**TUGAS DAN LATIHAN**:
- A) Menurut teks tentang kebudayaan Indonesia, dari mana sampai mana keanekaragaman budaya Indonesia tersebar?
- B) Salinlah bagian teks tentang kebudayaan Indonesia di antara "Kebudayaan merupakan kekayaan" dan "diri suatu bangsa.", termasuk kedua bagian tersebut, tanpa mengubah apa pun.

**CUPLIKAN HALAMAN**:
────

Suara Jelata – Bangsa Indonesia layak bangga dengan berbagi kekayaan maupun potensi yang dimiliki. Sebagaimana diketahui, Indonesia memiliki berbagai macam budaya yang berkembang di dalam kehidupan masyarakatnya. Keanekaragaman budaya yang dimiliki Indonesia tersebar dari Sabang sampai Merauke yang menandakan akan kekayaan potensi budaya yang dimiliki.
Kebudayaan merupakan kekayaan serta ciri khas dari suatu daerah yang membedakan dengan daerah lainnya. Dengan kata lain, kebudayaan dapat dimaknai sebagai jati diri suatu bangsa.
Kebudayaan dapat diyakini sebagai sebuah proses kehidupan suatu bangsa untuk menempatkan kapasitasnya dalam pranata sosial yang konsisten dan berkesinambungan. Hal ini juga ditegaskan oleh Kontjaraningrat (1979) yang mendefinisikan bahwa kebudayaan merupakan keseluruhan sistem gagasan dalam pola pikir dan pola tindak,serta hasil karya manusia dalam hidup bermasyarakat yang diperoleh dengan proses belajar secara terus menerus.
Dalam kehidupan keseharian, manusia tidak akan lepas dari kebudayaan, karena dalam tataran proses, manusia adalah pencipta dan pengguna kebudayaan tersebut. Manusia dapat hidup karena adanya eksistensi kebudayaan. Sedangkan kebudayaan akan terus dapat hidup dan berkembang manakala manusia mau melakukan preservasi kebudayaan sampai tataran praktis.
Mengingat begitu beragamnya kebudayaan di Indonesia, kiranya potensi tersebut perlu menjadi perhatian utama. Kebudayaan sudah saatnya mendapat prioritas untuk menjadi landasan pembangunan, termasuk menyongsong visi Indonesia Emas 2045.
Namun asumsi publik saat ini, masih condong menengarai bahwa kebudayaan hanya berkutat pada aspek kesenian. Padahal sebetulnya kebudayaan merupakan kompilasi dari berbagai institusi dan pranata dalam komunitas dengan paradigma baru yang berkelindan dengan sektor-sektor lain.
Kementerian Kebudayaan
Mengingat betapa kompleks dan urgensinya peran kebudayaan sebagai pilar pembangunan, kembali wacana pembentukan Kementerian Kebudayaan kembali menghangat setelah sempat disinggung dalam debat kelima calon presiden Pemilu 2024 pada awal Februari lalu. Pada debat calon atau wakil presiden sebelumnya atau musim kampanye baik calon legislatif (DPR dan DPRD) maupun calon pejabat eksekutif yang jarang disentuh sebagai materi kampanye adalah masalah kebudayaan.

────

**DAFTAR BARIS**:
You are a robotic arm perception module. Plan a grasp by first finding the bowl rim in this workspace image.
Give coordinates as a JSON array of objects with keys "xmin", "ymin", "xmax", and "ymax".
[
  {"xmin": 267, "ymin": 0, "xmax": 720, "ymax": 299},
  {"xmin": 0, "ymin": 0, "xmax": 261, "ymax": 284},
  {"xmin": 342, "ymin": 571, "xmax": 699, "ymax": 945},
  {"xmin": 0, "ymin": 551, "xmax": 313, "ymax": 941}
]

────

**JAWABAN TERTULIS**:
- A) Keanekaragaman budaya Indonesia tersebar dari Sabang sampai Merauke.

- B)
Kebudayaan merupakan kekayaan serta ciri khas dari suatu daerah yang membedakan dengan daerah lainnya. Dengan kata lain, kebudayaan dapat dimaknai sebagai jati diri suatu bangsa.